The proliferation of murder and hijacking in waters off Africa’s Somali coast is affecting virtually every shipping company doing business in B.C.

For most British Columbians, pirates are the stuff of children’s books and Johnny Depp movies, but the romanticized villains are proving to be an all-too-real problem for B.C.’s shipping companies.

Pirate attacks, ship hijackings and hostage-takings off Africa’s Somali coast and throughout the Indian Ocean have escalated rapidly since 2008. Somali pirates dominate the violence. According to a report on piracy by the International Maritime Bureau, a division of the International Chamber of Commerce, pirates killed seven seafarers and took 353 hostages in the Somali area in the first six months of 2011. As of the end of June, pirates were holding 20 vessels for ransom and 398 crew members hostage.

More than 13,000 kilometres away in B.C., that violence is rocking the province’s local and foreign-owned shipping companies.

“Those particular waters, because they include access to and from the Suez Canal, pretty much impact every [shipping] company that is doing business here in B.C.,” said Stephen Brown, president of the Chamber of Shipping of British Columbia. “They’re all international traders and that’s a large piece of the world’s oceans.”

Canada has participated in multinational naval efforts to police the area with warships, but Brown said the efforts aren’t solving the problem.

“We’re talking about an area the size of Europe with something between 15 and 20 warships to cover it, which is obviously not very much.”

**Aim:**
Please condense the paragraph beginning "Pirate attacks, ship hijackings" in the Somali piracy article above into a short bulleted list that keeps its main facts.

A run of items
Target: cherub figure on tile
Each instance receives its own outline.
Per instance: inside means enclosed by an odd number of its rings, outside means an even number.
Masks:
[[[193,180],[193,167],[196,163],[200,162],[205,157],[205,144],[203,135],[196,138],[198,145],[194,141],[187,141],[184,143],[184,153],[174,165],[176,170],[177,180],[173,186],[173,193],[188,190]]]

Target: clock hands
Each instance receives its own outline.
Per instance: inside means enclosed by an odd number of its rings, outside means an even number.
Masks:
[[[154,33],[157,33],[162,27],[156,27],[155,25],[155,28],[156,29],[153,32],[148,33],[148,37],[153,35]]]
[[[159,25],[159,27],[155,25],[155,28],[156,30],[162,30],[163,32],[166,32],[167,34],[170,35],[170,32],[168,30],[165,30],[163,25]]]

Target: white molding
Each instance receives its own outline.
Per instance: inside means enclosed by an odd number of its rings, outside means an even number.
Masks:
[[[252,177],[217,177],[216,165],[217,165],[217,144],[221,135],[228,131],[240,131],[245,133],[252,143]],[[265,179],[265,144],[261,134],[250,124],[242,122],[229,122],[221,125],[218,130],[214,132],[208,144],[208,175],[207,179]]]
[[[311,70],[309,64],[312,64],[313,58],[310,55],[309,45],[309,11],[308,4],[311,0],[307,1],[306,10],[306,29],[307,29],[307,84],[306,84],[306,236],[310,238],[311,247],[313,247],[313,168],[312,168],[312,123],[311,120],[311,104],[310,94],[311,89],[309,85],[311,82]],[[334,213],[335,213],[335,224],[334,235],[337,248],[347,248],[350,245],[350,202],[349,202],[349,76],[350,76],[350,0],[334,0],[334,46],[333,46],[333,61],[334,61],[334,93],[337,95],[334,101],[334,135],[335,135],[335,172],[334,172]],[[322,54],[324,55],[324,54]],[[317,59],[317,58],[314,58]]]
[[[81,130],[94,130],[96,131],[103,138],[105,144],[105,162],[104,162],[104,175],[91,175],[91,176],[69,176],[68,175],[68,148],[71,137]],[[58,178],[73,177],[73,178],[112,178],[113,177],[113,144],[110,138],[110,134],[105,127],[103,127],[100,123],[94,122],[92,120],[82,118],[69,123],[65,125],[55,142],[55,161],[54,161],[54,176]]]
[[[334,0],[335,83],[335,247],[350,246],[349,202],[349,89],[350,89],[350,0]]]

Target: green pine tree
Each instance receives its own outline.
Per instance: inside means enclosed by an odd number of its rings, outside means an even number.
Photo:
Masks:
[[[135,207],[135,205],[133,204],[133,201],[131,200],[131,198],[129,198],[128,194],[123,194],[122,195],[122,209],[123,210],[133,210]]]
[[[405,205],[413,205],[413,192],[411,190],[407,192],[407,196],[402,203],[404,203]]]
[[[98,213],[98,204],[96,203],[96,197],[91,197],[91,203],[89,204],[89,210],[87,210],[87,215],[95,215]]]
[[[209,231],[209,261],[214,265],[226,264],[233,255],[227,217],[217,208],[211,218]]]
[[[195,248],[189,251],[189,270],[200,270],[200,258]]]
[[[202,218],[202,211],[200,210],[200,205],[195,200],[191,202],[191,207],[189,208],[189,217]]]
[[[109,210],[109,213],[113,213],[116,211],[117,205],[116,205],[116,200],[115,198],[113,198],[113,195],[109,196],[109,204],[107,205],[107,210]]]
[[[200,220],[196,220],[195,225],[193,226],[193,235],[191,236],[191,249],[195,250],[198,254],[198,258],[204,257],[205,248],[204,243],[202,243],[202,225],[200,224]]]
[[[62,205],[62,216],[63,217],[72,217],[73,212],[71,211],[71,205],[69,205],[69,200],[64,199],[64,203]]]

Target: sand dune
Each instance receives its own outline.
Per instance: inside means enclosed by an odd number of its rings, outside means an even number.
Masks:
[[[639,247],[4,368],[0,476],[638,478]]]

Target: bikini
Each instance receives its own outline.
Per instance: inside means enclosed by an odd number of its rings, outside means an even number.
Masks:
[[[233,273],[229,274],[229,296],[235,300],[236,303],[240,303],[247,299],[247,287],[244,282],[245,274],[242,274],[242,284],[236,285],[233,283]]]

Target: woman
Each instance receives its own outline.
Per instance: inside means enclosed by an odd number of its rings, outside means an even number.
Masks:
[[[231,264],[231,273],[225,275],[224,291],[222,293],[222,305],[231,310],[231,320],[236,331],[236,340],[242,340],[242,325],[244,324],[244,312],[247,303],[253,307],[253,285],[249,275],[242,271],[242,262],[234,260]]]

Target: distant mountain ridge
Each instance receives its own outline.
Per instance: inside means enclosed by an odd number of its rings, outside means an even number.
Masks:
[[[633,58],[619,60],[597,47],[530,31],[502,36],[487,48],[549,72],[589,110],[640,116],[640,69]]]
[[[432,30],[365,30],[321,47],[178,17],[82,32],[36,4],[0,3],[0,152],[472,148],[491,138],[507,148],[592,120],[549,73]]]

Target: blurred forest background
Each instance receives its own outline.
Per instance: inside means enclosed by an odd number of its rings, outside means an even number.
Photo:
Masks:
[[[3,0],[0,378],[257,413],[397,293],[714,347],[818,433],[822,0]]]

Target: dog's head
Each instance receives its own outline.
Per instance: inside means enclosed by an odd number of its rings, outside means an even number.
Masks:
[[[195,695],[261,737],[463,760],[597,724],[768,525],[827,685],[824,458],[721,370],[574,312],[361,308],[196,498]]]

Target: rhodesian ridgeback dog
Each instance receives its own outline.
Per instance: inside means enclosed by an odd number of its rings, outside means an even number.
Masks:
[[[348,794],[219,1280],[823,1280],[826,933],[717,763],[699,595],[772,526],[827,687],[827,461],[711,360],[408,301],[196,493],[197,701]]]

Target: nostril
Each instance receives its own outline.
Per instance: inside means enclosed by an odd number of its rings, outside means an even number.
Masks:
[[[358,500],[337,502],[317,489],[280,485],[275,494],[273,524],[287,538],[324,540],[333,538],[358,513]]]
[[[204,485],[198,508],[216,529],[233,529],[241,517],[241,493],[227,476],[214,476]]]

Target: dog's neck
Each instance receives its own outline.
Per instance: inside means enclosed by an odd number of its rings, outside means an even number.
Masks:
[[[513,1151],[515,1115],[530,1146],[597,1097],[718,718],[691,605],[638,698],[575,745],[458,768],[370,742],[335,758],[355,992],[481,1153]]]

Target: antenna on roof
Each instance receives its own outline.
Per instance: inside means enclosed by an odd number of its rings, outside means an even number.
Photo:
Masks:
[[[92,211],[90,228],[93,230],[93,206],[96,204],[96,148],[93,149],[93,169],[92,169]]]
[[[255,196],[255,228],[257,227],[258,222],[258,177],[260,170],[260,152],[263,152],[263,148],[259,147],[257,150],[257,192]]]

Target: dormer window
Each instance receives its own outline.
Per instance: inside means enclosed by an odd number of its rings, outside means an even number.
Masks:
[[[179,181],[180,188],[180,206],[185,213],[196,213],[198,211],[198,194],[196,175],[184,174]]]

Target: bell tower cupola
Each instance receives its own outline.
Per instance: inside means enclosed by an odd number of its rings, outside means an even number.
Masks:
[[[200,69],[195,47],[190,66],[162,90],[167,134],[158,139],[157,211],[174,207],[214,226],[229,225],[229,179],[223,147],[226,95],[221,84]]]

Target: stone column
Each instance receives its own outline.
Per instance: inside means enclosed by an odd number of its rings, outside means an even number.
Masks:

**Result below:**
- Since 2008, pirate attacks, hijackings and hostage-takings have escalated rapidly off the Somali coast and across the Indian Ocean.
- Somali pirates dominate the violence.
- According to the International Maritime Bureau, a division of the International Chamber of Commerce, pirates in the Somali area killed seven seafarers and took 353 hostages in the first half of 2011.
- At the end of June, pirates held 20 vessels for ransom and 398 crew members hostage.